Problem statement »
Return the lines of the listing below unchanged, starting at the line that contains "Annotate the stone arch" and stopping after the line that contains "<point>374,331</point>".

====================

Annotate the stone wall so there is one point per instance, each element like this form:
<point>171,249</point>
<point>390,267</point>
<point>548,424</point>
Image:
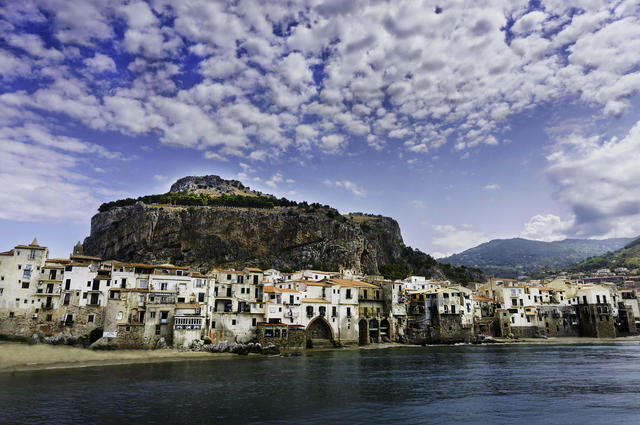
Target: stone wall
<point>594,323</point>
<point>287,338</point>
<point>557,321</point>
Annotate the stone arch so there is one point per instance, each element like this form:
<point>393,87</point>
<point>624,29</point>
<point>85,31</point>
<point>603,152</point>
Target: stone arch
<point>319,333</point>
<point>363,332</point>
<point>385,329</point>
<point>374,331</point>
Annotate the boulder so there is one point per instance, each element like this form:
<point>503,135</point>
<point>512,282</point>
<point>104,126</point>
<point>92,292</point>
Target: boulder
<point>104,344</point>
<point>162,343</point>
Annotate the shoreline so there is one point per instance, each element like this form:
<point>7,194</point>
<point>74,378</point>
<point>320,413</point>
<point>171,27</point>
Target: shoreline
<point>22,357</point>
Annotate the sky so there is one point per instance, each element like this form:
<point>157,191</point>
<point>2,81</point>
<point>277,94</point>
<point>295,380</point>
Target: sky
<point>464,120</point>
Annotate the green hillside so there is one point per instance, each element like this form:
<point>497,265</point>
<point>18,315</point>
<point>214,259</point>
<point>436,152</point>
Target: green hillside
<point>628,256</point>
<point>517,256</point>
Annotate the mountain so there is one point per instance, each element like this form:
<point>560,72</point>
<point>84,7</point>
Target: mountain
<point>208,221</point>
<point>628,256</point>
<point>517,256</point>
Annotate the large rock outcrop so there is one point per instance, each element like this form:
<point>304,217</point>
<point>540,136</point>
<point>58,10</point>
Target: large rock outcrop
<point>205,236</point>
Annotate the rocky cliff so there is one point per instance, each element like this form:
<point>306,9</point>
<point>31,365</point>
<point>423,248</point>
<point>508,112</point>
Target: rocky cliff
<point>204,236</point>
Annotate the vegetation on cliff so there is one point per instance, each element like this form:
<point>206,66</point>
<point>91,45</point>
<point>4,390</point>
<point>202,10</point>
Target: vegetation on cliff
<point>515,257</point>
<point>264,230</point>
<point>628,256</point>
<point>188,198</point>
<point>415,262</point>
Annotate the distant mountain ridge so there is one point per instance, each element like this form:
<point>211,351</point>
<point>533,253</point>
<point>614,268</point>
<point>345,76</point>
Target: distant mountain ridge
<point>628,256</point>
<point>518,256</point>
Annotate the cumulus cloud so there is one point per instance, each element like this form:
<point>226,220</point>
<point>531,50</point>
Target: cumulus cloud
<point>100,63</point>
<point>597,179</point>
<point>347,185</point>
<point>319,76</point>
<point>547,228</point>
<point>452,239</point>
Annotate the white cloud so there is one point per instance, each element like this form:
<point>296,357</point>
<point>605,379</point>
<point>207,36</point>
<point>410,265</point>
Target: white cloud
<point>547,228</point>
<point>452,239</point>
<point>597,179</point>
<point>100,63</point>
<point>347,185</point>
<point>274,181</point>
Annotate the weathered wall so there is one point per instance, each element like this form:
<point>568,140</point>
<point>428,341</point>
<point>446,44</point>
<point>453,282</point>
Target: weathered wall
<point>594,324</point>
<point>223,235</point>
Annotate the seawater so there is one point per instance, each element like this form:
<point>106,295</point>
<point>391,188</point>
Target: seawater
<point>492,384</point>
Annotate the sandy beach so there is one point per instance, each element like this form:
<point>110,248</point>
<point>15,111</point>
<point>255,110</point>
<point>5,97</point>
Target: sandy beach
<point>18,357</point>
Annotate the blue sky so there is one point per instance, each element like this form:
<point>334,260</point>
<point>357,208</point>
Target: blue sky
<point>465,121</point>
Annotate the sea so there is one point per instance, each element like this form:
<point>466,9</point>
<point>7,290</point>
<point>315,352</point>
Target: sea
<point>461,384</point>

====================

Result of this exercise »
Annotate the stone arch so there is one point per instance, each element like this form:
<point>393,87</point>
<point>624,29</point>
<point>85,31</point>
<point>603,152</point>
Target: stone arch
<point>319,333</point>
<point>363,332</point>
<point>385,329</point>
<point>374,331</point>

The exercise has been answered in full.